=== Section Start ===

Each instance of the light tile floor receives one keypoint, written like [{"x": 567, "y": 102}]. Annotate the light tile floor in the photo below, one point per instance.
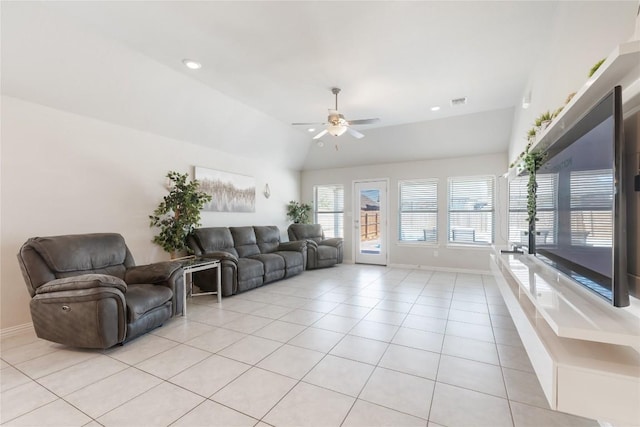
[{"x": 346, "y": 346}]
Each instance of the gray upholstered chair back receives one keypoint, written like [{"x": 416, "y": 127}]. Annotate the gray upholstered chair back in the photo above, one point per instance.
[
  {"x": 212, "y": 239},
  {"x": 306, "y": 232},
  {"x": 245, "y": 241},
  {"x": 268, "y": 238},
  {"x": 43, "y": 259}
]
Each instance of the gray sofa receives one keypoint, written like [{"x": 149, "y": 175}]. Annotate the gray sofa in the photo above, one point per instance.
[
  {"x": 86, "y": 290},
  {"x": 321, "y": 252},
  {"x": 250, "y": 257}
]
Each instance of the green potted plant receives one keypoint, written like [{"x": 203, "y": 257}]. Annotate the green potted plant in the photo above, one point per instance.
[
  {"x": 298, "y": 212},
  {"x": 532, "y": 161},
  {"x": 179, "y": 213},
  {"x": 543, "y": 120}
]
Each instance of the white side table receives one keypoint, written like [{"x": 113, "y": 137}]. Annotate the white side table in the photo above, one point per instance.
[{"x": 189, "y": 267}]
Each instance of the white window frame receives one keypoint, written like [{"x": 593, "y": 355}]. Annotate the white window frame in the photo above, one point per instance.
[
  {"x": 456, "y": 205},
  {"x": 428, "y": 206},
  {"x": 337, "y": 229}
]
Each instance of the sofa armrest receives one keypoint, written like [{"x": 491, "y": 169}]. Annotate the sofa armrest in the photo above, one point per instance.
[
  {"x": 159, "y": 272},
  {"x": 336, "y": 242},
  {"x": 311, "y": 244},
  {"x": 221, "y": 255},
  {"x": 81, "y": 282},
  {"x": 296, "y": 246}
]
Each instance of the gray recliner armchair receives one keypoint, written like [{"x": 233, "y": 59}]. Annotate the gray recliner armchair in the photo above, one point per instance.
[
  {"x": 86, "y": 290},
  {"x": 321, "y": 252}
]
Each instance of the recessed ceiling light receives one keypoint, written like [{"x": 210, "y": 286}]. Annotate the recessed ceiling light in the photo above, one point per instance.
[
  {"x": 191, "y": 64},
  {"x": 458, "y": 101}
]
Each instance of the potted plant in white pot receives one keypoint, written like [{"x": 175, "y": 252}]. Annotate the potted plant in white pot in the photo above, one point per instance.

=== Section End ===
=== Section Start ===

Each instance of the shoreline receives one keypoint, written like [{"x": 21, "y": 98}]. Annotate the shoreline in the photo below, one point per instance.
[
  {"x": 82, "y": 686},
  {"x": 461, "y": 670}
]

=== Section End ===

*GOAL OF THE EXERCISE*
Once you find the line with "Each instance of the green" in the entries above, output it and each line after it up to and including the line with "Each instance of the potted", and nothing else.

*ANSWER TO THE PROBLEM*
Each instance of the green potted plant receives one keypoint, written like [{"x": 203, "y": 257}]. Annotate the green potted plant in the photo above, one point per instance.
[
  {"x": 298, "y": 212},
  {"x": 532, "y": 161},
  {"x": 179, "y": 213},
  {"x": 543, "y": 120}
]
Each instance of the white side table receives one keypoint, written like [{"x": 113, "y": 137}]. Annotate the white side table in the photo above, one point per instance.
[{"x": 189, "y": 267}]
Each instance of the white window frame receives one keypoint, written like [{"x": 593, "y": 355}]. Annotate the white window frame in the photo above, one point per instance.
[
  {"x": 456, "y": 205},
  {"x": 428, "y": 206},
  {"x": 337, "y": 229}
]
Each instance of the sofa armrest receives one keypoint, written like [{"x": 491, "y": 169}]. Annotate the sofa armrest in the photo above, one point per instance.
[
  {"x": 159, "y": 272},
  {"x": 336, "y": 242},
  {"x": 311, "y": 244},
  {"x": 221, "y": 255},
  {"x": 81, "y": 282},
  {"x": 296, "y": 246}
]
Each instance of the gray recliner armchair receives one keypoint, written like [{"x": 233, "y": 59}]. Annotate the gray recliner armchair in the photo above, one point per instance.
[
  {"x": 86, "y": 290},
  {"x": 321, "y": 252}
]
Each instance of the recessed ceiling light receives one keypoint, written like [{"x": 210, "y": 286}]. Annotate the recessed ceiling light in the photo above, one point per instance.
[
  {"x": 191, "y": 64},
  {"x": 458, "y": 101}
]
Each instance of the potted plant in white pot receives one keypoint, written like [{"x": 175, "y": 252}]. Annotate the potted plant in white pot in the photo above, one point per instance.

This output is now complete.